Dataset records:
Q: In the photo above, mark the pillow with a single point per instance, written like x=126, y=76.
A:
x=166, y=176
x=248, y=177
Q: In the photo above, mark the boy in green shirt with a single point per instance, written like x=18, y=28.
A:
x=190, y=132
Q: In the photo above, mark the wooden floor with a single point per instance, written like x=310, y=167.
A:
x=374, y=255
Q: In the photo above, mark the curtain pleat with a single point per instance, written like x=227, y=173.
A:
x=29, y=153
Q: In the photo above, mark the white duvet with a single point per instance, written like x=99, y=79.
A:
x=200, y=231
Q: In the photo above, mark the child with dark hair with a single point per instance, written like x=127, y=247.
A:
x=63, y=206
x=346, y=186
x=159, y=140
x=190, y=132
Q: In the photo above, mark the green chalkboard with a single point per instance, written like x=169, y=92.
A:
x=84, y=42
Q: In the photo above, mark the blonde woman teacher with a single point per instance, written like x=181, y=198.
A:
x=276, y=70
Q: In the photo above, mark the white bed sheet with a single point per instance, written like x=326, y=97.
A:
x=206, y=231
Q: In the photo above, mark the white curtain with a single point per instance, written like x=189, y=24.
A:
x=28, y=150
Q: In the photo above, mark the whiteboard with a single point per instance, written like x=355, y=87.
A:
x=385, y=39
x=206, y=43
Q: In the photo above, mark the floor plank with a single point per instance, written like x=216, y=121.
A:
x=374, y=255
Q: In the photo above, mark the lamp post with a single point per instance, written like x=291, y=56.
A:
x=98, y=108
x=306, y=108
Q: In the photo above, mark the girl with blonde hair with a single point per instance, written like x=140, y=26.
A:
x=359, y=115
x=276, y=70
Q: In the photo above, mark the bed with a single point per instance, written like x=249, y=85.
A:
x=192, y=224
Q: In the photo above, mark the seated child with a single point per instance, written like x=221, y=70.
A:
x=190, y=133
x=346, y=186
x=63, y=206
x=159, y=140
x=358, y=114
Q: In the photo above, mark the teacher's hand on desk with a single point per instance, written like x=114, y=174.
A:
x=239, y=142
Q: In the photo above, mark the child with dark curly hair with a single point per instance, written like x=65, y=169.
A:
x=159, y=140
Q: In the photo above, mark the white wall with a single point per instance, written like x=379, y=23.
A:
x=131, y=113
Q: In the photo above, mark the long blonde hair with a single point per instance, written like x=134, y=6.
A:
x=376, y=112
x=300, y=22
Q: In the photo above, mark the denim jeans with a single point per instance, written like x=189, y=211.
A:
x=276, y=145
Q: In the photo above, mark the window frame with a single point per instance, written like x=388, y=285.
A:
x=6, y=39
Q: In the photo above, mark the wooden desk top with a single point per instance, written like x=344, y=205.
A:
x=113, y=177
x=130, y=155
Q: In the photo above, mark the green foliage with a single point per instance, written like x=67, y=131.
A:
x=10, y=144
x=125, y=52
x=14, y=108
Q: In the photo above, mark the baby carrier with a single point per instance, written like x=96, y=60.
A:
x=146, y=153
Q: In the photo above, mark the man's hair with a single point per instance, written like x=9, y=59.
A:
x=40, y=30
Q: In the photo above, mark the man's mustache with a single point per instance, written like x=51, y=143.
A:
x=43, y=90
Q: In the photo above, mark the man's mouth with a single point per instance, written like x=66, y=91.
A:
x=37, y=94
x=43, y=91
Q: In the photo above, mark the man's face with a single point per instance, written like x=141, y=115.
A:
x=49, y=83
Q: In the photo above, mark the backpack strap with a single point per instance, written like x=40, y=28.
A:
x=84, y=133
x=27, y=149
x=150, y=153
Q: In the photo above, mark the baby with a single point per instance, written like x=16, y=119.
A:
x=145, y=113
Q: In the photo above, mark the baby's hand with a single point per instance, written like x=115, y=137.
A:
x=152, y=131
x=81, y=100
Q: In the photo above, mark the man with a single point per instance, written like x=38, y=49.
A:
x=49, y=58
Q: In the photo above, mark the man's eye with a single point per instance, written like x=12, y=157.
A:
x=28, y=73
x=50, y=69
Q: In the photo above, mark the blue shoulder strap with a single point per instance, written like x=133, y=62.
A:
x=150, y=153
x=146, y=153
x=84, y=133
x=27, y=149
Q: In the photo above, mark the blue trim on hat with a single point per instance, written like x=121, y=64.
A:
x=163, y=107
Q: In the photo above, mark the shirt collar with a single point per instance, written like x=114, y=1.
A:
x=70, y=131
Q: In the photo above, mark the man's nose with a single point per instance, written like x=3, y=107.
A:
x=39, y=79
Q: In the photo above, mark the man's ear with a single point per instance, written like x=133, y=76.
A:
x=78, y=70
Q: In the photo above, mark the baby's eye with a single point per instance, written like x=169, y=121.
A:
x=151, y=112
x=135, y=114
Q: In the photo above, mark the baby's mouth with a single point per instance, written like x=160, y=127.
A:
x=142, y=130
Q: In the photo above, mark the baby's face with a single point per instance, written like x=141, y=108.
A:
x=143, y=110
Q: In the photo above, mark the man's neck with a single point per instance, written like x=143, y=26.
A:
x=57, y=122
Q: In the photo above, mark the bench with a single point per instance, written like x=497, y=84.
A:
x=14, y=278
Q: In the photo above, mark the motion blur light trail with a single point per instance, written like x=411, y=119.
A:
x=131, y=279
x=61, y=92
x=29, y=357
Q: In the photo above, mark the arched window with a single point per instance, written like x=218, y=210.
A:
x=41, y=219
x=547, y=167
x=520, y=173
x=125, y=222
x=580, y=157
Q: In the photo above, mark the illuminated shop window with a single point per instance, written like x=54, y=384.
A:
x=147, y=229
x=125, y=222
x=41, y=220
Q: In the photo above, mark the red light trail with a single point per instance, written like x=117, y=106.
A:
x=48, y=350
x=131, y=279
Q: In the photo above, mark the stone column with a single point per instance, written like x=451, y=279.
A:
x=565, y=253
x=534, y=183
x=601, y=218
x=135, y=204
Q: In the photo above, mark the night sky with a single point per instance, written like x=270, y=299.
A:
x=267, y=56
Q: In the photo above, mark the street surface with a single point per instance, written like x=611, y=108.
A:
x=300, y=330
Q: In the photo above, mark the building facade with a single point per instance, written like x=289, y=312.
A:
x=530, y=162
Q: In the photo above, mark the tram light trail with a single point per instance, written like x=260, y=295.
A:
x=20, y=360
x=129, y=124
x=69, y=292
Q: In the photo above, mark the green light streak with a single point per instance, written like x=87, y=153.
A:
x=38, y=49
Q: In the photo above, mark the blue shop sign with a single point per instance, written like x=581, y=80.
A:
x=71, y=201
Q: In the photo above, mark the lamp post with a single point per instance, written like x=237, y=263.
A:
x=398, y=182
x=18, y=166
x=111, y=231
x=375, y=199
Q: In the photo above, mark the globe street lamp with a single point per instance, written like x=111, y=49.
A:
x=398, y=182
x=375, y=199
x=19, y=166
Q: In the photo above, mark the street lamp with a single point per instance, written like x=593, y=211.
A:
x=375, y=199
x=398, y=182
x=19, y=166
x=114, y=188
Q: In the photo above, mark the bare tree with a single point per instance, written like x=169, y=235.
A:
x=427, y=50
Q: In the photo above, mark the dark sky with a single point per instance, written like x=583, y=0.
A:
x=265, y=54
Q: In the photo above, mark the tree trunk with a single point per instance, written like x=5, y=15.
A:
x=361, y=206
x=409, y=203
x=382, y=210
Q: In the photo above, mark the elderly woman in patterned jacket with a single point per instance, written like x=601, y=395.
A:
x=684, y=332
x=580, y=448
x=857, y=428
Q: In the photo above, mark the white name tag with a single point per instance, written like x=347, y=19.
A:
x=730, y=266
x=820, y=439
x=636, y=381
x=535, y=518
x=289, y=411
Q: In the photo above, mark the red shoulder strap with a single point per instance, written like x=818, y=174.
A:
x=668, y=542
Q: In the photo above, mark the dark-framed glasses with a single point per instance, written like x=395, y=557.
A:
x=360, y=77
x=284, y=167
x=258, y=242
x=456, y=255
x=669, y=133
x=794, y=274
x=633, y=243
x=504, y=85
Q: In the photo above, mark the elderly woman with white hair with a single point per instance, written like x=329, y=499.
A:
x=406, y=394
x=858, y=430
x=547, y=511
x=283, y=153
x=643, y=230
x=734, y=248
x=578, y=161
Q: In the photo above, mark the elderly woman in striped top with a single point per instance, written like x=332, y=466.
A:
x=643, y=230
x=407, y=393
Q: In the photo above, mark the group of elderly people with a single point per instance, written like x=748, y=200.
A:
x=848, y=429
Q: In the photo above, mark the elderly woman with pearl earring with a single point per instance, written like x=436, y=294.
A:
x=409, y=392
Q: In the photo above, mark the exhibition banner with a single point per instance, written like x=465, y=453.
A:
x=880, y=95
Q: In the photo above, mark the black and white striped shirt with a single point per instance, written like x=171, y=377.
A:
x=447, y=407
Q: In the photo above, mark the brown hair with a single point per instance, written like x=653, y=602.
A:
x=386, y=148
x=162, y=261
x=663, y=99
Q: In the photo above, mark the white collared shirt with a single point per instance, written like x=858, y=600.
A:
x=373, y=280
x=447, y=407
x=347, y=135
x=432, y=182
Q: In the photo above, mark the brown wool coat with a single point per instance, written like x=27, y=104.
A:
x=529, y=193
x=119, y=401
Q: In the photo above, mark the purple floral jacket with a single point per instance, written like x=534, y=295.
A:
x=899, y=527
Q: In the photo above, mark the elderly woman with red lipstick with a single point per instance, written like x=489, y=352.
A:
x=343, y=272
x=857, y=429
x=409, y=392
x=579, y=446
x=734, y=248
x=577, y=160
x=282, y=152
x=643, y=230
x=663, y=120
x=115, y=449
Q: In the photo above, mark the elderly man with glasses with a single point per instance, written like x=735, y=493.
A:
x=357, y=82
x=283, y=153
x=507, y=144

Work to complete: Copy the stretch of the records from the line containing "Q: In the photo above, mark the brown hair" through the line containing "x=115, y=449", with both of those lines included and no change to any line.

In response:
Q: In the photo above, mark the brown hair with a single point per instance, written like x=653, y=602.
A:
x=386, y=148
x=162, y=261
x=663, y=99
Q: In the photo above, mark the white collared shirt with a single point per instance, written like x=858, y=600.
A:
x=373, y=280
x=447, y=407
x=347, y=135
x=432, y=182
Q: In the photo above, mark the brown wool coat with a single point per instance, written like x=27, y=104.
A:
x=529, y=193
x=119, y=401
Q: In the photo above, mark the purple floral jacket with a single point per instance, written like x=534, y=295.
A:
x=899, y=527
Q: In the photo above, mark the elderly woman with red lipstick with a single point per instance, written like x=489, y=352.
A:
x=343, y=272
x=857, y=429
x=409, y=392
x=579, y=446
x=734, y=248
x=577, y=160
x=282, y=152
x=643, y=230
x=663, y=120
x=115, y=449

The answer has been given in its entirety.